What you are asked to do = Present the data once more in exactly its original form.

Point placement records:
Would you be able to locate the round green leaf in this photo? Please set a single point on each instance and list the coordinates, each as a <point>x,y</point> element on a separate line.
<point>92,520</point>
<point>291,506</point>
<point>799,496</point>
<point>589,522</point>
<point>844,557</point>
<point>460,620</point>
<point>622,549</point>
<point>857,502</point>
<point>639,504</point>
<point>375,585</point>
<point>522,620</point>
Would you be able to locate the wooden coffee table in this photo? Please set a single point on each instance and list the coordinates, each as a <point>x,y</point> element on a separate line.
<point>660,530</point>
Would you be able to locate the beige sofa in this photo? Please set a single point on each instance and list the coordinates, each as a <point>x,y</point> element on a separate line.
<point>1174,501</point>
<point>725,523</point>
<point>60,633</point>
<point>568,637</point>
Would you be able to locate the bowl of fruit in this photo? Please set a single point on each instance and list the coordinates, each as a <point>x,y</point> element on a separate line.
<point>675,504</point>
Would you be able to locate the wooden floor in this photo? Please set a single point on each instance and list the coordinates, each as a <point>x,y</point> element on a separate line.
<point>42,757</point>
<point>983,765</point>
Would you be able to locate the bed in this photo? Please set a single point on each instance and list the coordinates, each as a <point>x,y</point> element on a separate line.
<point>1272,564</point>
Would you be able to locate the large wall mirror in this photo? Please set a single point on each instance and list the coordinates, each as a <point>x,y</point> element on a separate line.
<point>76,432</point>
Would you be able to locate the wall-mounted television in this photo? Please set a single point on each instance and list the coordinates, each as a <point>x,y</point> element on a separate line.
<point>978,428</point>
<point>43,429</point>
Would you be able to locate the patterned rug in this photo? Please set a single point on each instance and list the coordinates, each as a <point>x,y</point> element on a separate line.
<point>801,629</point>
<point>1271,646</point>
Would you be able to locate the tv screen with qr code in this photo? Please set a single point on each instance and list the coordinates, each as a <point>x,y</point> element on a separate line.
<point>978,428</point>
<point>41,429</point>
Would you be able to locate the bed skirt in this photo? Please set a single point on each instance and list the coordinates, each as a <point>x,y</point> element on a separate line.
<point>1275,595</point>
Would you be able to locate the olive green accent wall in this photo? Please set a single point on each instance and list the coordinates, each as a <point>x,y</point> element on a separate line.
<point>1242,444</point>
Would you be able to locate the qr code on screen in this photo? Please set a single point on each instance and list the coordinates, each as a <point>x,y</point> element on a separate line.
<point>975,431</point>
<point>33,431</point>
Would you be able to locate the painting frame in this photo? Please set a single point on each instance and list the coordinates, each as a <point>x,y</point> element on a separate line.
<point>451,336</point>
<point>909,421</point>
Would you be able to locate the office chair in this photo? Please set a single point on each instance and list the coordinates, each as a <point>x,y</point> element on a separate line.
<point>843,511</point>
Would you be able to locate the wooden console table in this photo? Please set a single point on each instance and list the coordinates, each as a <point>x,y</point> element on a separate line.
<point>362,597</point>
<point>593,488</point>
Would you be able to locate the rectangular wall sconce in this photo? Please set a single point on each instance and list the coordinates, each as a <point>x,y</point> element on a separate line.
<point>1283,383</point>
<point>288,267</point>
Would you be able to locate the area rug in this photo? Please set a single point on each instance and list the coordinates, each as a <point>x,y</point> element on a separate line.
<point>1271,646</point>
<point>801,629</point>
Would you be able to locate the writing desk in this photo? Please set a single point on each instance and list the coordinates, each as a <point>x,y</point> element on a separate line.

Reply =
Would you be able to locate the round green leaf in this photo? Please set a single point on each instance and list the coordinates, each as a <point>x,y</point> element on a separate line.
<point>92,520</point>
<point>291,506</point>
<point>799,496</point>
<point>589,522</point>
<point>844,557</point>
<point>460,620</point>
<point>622,549</point>
<point>857,502</point>
<point>639,504</point>
<point>375,585</point>
<point>522,620</point>
Would you be able to locate the wooden coffee table in this photo? Please set a single point on each instance and list the coordinates, each as a <point>x,y</point> element on a separate line.
<point>660,530</point>
Would you be able to locate the beige sofa in this photo? Please set a single point on each instance and list the coordinates, each as a <point>x,y</point> element on a separate line.
<point>1174,501</point>
<point>725,523</point>
<point>60,633</point>
<point>568,637</point>
Would you be able to locate the bowl of fruit in this photo? Please set a single point on each instance and list the coordinates, each as a <point>x,y</point> element on a separate line.
<point>675,504</point>
Would you be able to locate the wooden floor in this photo? Please set a single point on each instance and list the coordinates, each as a <point>x,y</point> element on a separate line.
<point>42,757</point>
<point>983,765</point>
Would you be able to locate the bed in this photo? Please set a single point on each instance and list the coordinates, each as a <point>x,y</point> element on a separate line.
<point>1272,564</point>
Would you be able to locate the large wall mirror in this photo? Please set a single point on each instance and list the coordinates, each as a <point>x,y</point> element on a separate line.
<point>76,432</point>
Would you be able to locate the wall-mounted television in this photo? Please set a single point on each instance and list the coordinates, each as a <point>x,y</point> element on a separate line.
<point>978,428</point>
<point>43,429</point>
Would you be able to locate the patterned rug in this photo? Please set a single point on each instance and list the coordinates, each as a <point>x,y</point> element on a separate line.
<point>801,629</point>
<point>1271,646</point>
Would you be able to locate the tv screen with qr code in this photo? Please set a single point on each instance and list the coordinates, each as a <point>x,y</point> element on a separate line.
<point>978,428</point>
<point>41,429</point>
Would you be able to locate the bed skirt in this photo? Please set a single point on each instance and list the coordinates, each as a <point>x,y</point> element on a separate line.
<point>1275,595</point>
Would you be able to locate the olive green accent wall in this photo? Please set a single point on each instance and list the coordinates, each as a <point>x,y</point> element on a separate line.
<point>1242,444</point>
Would you be able to locate the qr code on screen in this photo? Please set a single point on each instance and list the coordinates, each as a <point>x,y</point> element on a separate line.
<point>975,431</point>
<point>33,431</point>
Would you be able to locate the painting frame in this photo? Please set a single point on each instance and list the coordinates, each as a <point>x,y</point> element on a separate line.
<point>451,336</point>
<point>909,421</point>
Would you be able to locate the office chair in this photo? Please set a single point on each instance and list the coordinates, each as a <point>x,y</point> element on a separate line.
<point>843,511</point>
Would you be able to locate the wooden console table in this photo? Please set a single point on each instance and list the coordinates, each as a <point>x,y</point> element on a separate line.
<point>362,597</point>
<point>593,488</point>
Would you be able to locate the rectangular wall sconce in this photo? Please set a single point on each instance and list the coordinates, each as a <point>x,y</point> element on a separate line.
<point>1283,383</point>
<point>288,267</point>
Would you be able to locate the area rug in this photo? Please set a single point on each instance and list the coordinates, each as a <point>x,y</point> element on a separate line.
<point>1271,646</point>
<point>801,629</point>
Would you be able to locate the writing desk in this photo? Please set a single point on each instance and list the coordinates, each as a <point>x,y</point> element on a separate line.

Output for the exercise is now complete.